_Stated goal A_. In the column about Bernard Madoff and Chesley Sullenberger, where did Sullenberger land the commercial airliner?
_Stated goal B_. Pick out every line of the rows that contains the word "pile".

_Document excerpt_.
++++

Bernie, Sully and Me

17

shafran1By Rabbi Avi Shafran

Something tells me I won’t make any new friends (and might even lose some old ones) if I confess to harboring some admiration for Bernard Madoff.  

And to make things worse, I can’t muster much for Captain Chesley “Sully” Sullenberger, the pilot who safely landed a full commercial airliner in the Hudson River back in January.

Let me try to explain.  Please. 

Mr. Madoff committed a serious economic crime on an unprecedented scale for such wrongdoing, and in the process ruined the financial futures of numerous people and institutions, including charitable ones, worldwide.  There can be no denying that. 

Yet I can’t quite bring myself to join the large, loud chorus of those who have condemned him to – to take Ralph Blumenthal’s judgment in The New York Times Magazine – the Pit, the deepest circle of Dante’s Inferno.  Others have devised and publicly proclaimed creative and exquisite tortures of their own for the disgraced businessman – Woody Allen fantasized Madoff being attacked by clients reincarnated as lobsters, and Elie Wiesel wished the investor confined to a solitary cell and forced to watch his victims on a screen bewail their changed fortunes.  The fury of the bilked has yielded opprobrium and loathing that isn’t visited on mass murderer.

++++

_Recorded information_.
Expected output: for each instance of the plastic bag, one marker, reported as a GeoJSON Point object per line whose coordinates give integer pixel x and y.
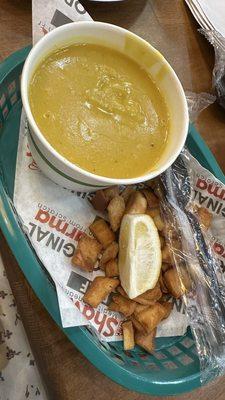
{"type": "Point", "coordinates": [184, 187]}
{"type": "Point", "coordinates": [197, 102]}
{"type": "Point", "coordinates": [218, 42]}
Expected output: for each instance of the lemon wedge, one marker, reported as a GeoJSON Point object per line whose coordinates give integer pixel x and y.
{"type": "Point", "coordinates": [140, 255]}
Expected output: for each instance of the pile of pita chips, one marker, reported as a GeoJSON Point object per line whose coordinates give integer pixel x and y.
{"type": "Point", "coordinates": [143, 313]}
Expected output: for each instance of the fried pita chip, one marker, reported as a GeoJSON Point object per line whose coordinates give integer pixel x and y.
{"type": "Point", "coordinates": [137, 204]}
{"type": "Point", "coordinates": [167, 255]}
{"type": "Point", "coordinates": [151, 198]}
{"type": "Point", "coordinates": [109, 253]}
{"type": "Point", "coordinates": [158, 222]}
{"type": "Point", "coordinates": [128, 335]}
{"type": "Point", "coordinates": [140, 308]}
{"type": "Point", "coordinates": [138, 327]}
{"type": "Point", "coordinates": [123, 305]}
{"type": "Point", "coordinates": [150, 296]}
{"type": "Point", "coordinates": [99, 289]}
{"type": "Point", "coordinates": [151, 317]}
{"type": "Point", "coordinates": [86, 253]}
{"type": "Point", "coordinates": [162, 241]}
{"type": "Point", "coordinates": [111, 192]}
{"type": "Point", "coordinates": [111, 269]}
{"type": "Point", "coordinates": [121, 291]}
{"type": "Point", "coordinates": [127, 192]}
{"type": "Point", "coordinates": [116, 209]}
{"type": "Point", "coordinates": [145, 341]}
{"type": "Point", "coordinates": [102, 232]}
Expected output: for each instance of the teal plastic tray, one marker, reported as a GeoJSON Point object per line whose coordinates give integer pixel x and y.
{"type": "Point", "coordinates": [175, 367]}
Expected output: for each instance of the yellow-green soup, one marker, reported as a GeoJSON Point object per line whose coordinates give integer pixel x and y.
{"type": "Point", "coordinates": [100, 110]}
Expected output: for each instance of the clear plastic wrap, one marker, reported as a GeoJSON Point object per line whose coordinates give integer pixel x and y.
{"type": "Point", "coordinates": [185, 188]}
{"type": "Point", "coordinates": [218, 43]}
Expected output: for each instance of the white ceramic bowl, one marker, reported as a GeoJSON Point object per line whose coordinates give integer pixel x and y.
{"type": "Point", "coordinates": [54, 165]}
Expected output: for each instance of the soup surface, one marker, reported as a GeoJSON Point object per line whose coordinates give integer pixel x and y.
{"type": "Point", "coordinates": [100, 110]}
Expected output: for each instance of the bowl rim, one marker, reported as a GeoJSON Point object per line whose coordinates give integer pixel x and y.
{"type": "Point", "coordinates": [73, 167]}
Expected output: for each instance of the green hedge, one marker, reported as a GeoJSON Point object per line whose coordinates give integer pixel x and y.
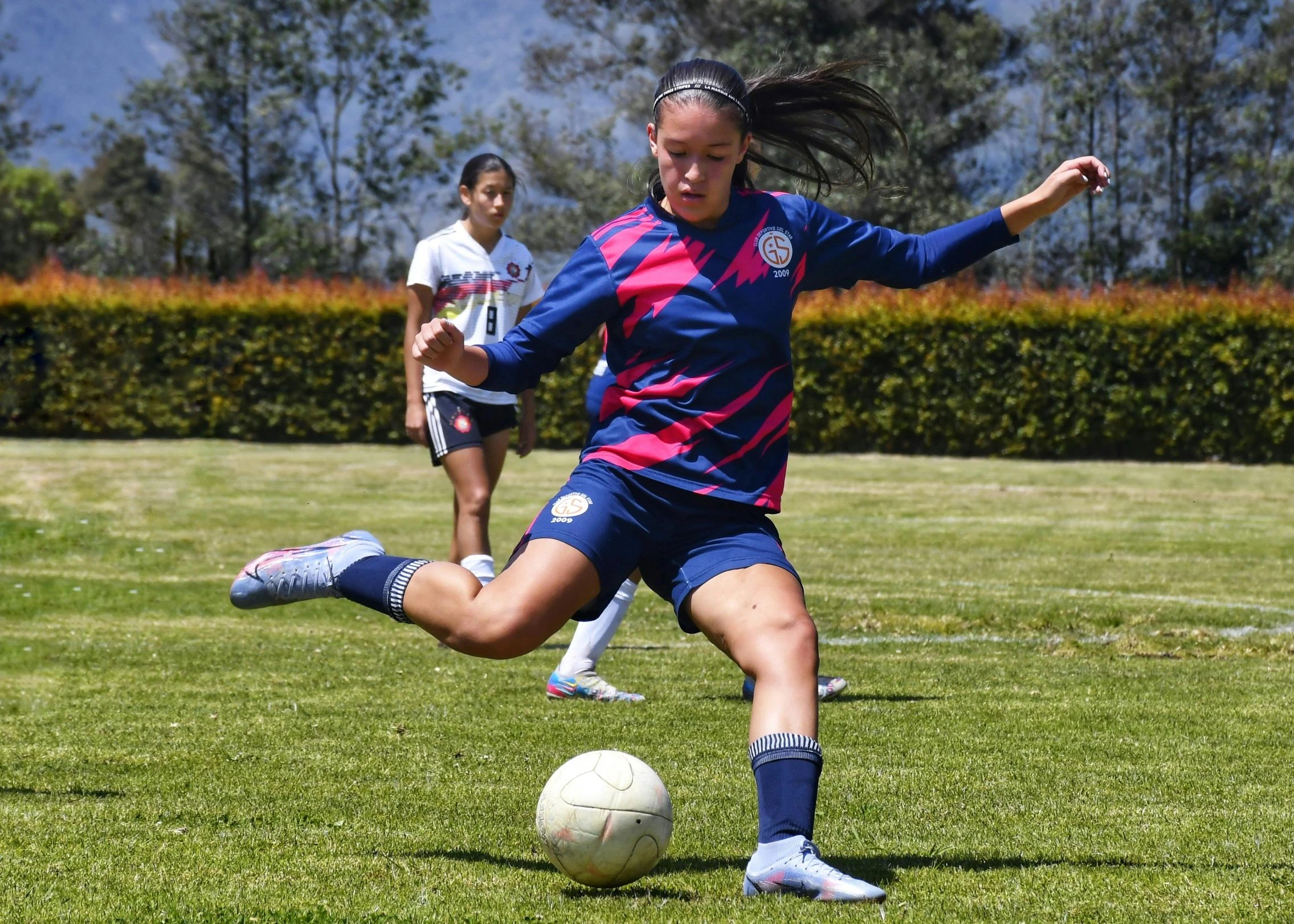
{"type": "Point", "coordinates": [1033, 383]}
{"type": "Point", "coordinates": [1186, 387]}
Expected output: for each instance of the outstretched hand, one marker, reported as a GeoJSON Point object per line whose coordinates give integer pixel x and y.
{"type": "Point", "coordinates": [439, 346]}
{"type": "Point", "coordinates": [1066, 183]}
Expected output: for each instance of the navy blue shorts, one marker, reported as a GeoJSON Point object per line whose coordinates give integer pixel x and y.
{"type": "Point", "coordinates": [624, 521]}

++++

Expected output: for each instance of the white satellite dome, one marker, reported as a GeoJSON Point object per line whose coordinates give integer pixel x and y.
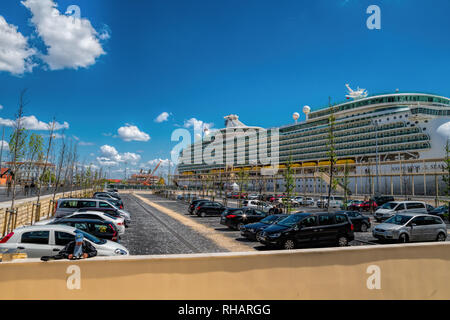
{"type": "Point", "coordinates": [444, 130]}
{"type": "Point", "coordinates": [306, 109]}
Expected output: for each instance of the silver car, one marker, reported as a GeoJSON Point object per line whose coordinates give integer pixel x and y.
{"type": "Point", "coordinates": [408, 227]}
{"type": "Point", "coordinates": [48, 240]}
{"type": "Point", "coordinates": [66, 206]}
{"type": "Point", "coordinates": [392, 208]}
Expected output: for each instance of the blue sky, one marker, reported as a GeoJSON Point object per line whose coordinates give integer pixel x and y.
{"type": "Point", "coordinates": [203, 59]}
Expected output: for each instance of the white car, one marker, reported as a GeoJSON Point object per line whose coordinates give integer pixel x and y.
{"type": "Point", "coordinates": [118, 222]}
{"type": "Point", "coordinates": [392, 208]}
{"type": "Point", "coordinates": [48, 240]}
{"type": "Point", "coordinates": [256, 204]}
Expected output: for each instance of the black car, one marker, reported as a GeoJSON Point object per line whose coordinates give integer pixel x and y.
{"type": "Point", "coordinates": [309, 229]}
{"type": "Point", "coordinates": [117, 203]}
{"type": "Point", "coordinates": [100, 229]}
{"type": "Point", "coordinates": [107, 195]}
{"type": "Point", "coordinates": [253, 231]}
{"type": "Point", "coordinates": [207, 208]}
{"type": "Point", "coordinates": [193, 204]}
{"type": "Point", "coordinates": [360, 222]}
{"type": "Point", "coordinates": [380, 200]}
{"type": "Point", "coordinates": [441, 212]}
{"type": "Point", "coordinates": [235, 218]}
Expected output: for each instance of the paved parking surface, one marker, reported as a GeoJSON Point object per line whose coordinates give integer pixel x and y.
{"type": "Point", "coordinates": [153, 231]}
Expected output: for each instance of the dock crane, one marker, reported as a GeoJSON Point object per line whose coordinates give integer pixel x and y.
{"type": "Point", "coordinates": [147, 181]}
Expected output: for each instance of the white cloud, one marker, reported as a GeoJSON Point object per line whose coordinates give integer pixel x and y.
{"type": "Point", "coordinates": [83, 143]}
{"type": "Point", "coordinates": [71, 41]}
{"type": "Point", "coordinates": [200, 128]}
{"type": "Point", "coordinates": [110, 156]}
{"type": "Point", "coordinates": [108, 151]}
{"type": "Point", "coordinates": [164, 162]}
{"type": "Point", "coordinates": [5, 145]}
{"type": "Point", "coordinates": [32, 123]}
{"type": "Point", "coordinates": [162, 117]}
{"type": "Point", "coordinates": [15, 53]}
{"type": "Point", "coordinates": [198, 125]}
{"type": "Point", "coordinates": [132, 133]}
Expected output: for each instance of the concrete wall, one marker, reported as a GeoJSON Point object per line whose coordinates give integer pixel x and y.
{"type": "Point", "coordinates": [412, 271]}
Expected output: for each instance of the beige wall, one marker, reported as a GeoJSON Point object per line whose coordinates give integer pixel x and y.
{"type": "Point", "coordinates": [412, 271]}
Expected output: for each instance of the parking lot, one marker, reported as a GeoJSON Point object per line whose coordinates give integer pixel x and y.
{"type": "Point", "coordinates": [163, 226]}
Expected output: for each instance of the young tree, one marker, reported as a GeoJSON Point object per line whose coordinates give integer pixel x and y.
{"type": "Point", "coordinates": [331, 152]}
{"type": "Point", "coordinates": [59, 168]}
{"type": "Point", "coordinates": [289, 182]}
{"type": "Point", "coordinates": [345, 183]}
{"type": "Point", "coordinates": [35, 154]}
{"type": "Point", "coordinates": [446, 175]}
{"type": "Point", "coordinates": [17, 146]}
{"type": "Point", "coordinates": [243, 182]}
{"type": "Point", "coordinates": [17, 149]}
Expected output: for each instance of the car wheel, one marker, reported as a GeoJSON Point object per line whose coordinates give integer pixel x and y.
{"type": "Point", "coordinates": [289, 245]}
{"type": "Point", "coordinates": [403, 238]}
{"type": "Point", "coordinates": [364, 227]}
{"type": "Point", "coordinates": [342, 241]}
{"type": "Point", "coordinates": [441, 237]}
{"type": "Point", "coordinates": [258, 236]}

++++

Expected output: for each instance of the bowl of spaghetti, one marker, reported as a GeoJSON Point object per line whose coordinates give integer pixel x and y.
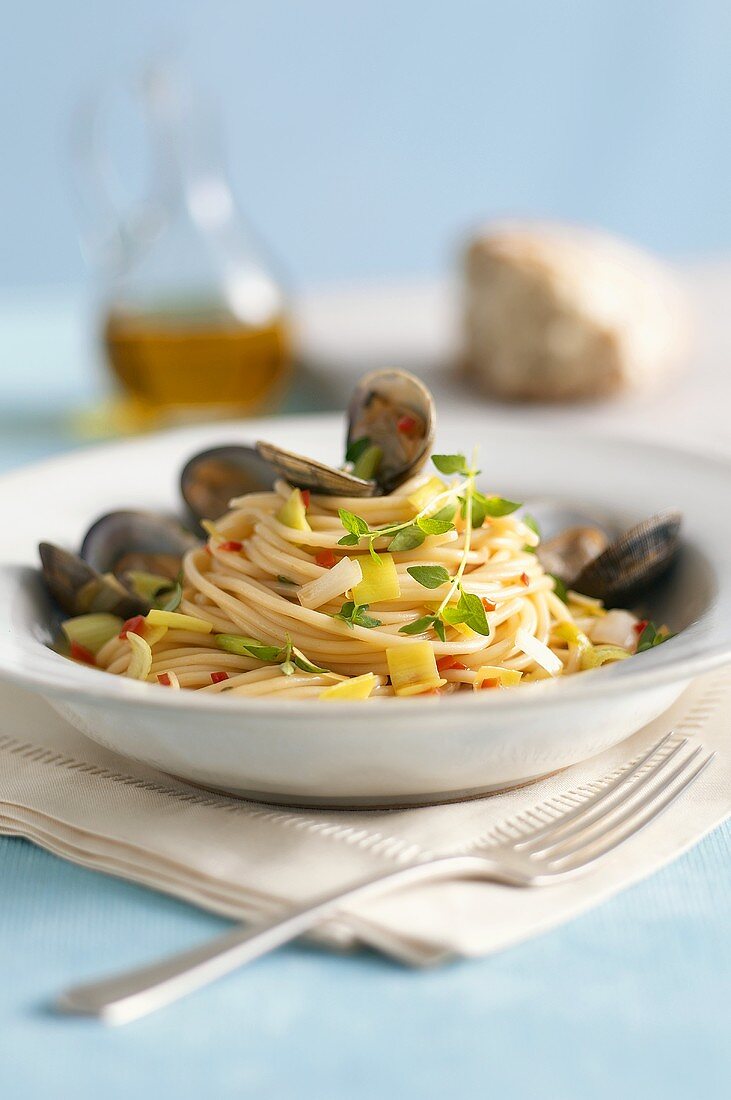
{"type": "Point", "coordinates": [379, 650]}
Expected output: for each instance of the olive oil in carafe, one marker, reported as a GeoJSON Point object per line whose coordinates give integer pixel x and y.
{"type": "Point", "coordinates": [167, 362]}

++++

_Task answer A_. In the Hudson River.

_Task answer B_.
Expected output: for each instance of the pile of pita chips, one marker, reported as a GeoJSON Point object per line whose coordinates give integer pixel x and y.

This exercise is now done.